### [Exercise goal]
Every line from the top of the material through the line holding "request | locate each instance of the glass" should be copied exactly, and only those lines.

++++ Material for this exercise

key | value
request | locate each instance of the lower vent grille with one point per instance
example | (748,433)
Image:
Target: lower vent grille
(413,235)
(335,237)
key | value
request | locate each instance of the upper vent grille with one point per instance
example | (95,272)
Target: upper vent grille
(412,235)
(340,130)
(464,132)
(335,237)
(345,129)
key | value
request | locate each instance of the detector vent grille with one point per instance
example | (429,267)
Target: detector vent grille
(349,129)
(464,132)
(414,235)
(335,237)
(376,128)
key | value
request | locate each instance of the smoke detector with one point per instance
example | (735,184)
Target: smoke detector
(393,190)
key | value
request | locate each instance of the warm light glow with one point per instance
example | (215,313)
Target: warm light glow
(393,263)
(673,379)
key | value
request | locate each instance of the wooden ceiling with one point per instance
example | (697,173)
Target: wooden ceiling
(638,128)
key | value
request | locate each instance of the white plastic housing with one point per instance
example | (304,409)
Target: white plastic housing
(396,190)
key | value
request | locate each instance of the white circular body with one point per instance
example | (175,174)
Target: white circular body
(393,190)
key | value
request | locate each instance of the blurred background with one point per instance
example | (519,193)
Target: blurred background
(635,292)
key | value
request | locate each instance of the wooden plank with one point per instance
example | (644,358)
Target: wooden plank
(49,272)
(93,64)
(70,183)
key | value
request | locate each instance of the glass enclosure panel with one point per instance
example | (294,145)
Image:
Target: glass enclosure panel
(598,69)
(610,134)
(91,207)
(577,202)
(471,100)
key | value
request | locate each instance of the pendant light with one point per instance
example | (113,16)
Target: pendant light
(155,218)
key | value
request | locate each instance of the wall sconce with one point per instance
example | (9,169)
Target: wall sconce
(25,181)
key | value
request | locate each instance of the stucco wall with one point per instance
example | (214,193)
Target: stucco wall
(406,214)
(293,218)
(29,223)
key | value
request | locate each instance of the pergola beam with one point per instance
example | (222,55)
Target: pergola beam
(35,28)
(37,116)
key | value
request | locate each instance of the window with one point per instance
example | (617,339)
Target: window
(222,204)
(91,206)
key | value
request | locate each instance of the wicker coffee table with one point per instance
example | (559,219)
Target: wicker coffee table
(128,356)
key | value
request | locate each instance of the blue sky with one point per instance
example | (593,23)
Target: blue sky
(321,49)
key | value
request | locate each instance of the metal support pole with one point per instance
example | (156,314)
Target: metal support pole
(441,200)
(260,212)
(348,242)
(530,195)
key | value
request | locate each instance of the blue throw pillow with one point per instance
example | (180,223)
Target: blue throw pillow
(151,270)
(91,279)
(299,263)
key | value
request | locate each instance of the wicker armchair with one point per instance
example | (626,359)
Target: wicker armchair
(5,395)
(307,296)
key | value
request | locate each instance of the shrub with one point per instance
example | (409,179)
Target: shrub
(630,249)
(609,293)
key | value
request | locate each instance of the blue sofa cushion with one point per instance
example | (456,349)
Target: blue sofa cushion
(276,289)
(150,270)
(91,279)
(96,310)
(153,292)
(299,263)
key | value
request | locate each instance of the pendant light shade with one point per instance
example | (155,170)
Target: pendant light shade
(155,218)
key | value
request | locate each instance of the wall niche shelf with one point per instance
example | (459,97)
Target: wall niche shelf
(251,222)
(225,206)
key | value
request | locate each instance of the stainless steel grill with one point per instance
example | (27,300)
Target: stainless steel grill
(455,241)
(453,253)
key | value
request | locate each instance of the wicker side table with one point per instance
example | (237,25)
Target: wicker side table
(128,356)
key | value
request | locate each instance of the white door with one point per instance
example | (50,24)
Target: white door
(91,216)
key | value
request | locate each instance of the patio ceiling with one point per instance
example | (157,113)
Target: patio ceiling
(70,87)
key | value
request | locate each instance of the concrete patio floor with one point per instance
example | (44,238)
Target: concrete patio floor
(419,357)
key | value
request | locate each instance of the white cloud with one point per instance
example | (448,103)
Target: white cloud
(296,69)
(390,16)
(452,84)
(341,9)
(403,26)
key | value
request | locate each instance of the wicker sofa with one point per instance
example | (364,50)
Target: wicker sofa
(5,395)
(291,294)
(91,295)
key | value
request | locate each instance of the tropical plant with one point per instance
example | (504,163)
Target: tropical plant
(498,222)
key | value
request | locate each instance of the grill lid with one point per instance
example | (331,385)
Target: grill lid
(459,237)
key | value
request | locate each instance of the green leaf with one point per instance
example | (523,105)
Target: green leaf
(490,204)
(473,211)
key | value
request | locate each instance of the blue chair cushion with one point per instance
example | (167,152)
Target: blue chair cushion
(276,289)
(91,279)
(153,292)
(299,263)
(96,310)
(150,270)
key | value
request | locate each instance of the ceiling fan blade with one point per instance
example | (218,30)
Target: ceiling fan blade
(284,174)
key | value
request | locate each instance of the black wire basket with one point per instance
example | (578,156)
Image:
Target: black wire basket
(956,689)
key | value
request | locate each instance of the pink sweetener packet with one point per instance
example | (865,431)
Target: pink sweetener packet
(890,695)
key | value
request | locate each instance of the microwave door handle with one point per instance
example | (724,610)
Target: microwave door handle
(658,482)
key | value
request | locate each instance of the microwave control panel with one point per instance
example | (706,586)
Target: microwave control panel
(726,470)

++++++++

### [Your solution]
key | value
request | locate each instance of the lower vent grille with one point per instance
example | (748,433)
Image:
Target: lower vent grille
(413,235)
(335,237)
key | value
request | locate each instance of the upper vent grille with one point per instance
example | (95,272)
Target: upper vent grille
(412,235)
(340,130)
(464,132)
(335,237)
(345,129)
key | value
request | locate each instance of the detector vent grille with one point per instance
example | (429,267)
Target: detector vent grille
(349,129)
(464,132)
(414,235)
(335,237)
(376,128)
key | value
request | locate each instance of the smoke detector with one point per instance
example | (735,184)
Target: smoke detector
(393,190)
key | value
request | locate each instance of the warm light glow with one point per instance
example | (215,313)
Target: warm light glow
(393,263)
(673,379)
key | value
request | locate each instance of the wooden ceiling with one point per instance
example | (697,173)
Target: wooden ceiling
(638,128)
key | value
request | locate each instance of the white plastic housing with one point per instance
example | (304,409)
Target: white plastic housing
(396,190)
key | value
request | locate each instance of the white circular body with one point per instance
example | (175,174)
Target: white circular body
(393,190)
key | value
request | locate each instance of the blurred background with one point per instance
example | (519,193)
Target: blurred background
(635,292)
key | value
request | locate each instance of the wooden plank with one point per instance
example | (644,358)
Target: wooden plank
(49,272)
(93,64)
(70,183)
key | value
request | locate each instance of the glass enclosure panel with one point per instance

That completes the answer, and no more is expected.